**** Text to read

Implementing dependent types: how hard could it be? (Part 2)

Posted on July 31, 2025

Short answer: hard, but not as hard as I thought.

This is part 2 of a series of posts on the implementation of a dependently-typed lambda-calculus. In part 1, we discussed the need for normalization of terms, and used a powerful, extensible approach called Normalization by Evaluation to implement a normalization procedure. In this post, we’ll implement the typechecking procedure for our small calculus, and crucially use the normalization procedure to do.

Bidirectional typechecking

Bidirectional typechecking is a technique that exploits a duality within terms to reduce the amount of typing information required from the programmer. We divide the syntax of terms into normal terms and neutral terms, precisely as we did for values, giving a syntactic characterization of beta-normal terms.

Normal terms are associated with constructors and are those terms whose typechecking is also type-directed. In other words, we check that a given normal term has a given type. Normal terms are also sometimes called checkable terms.
Neutral terms are associated with eliminators and are those terms from which their type may be synthesized. In other words, we infer the type of a neutral term in a given context. Neutral terms are therefore sometimes called synthesizable or inferrable terms.

For example, in order to appropriately extend the context during typechecking, we classify a lambda abstraction as a normal term. Hence, its type is given, making the context extension straightforward to compute. In picking apart the given type of the lambda abstraction, we obtain the expected type of the abstraction’s body, so we equally classify the abstraction body as normal.

Dually, we expect a function application to be neutral. To infer the type of an application, we first infer the type of its subject – requiring that the function be neutral assures beta-normality – and insist that the type be a Pi-type (x:A) -> B. This in turn reveals the expected type A of the function’s argument, so we let the argument be normal.

Here’s a BNF grammar.

Normal terms  t, A, B  ::= λx.t | () | (x:A) -> B | ⊤ | ★ | s
Neutral terms       s  ::= x | s t

This exposition shows intuitively that typechecking beta-normal terms is in some way easier. We begin by typechecking a normal term against its given type. The term, being a stack of introduction forms, is structurally aligned with its type. In doing so, we can easily extend the context at binding sites. Typechecking switches modes into type inference, when the normal term switches to a neutral term. Information stored in the context comes into play upon encountering a variable, and furthermore when inferring the type of the subject of a function application.

We express this bimodal typechecking scheme formally using a pair of mutually defined judgments.

G |- t <= A normal term t checks against given type A in context G.
G |- s => A neutral term s synthesizes type A in context G.

********

- [Set task 1]
Copy the passage of the dependent types post from "Posted on July" to "procedure to do." word for word.
- [Set task 2]
Repeat every line of the listing below, with nothing altered.

**** Data provided

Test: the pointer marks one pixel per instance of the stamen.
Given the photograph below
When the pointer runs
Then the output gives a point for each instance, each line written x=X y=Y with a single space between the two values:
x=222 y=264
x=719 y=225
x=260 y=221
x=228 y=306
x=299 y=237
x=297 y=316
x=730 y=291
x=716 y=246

********

- [Full response 1]
Posted on July 31, 2025

Short answer: hard, but not as hard as I thought.

This is part 2 of a series of posts on the implementation of a dependently-typed lambda-calculus. In part 1, we discussed the need for normalization of terms, and used a powerful, extensible approach called Normalization by Evaluation to implement a normalization procedure. In this post, we’ll implement the typechecking procedure for our small calculus, and crucially use the normalization procedure to do.

- [Full response 2]
Test: the pointer marks one pixel per instance of the stamen.
Given the photograph below
When the pointer runs
Then the output gives a point for each instance, each line written x=X y=Y with a single space between the two values:
x=222 y=264
x=719 y=225
x=260 y=221
x=228 y=306
x=299 y=237
x=297 y=316
x=730 y=291
x=716 y=246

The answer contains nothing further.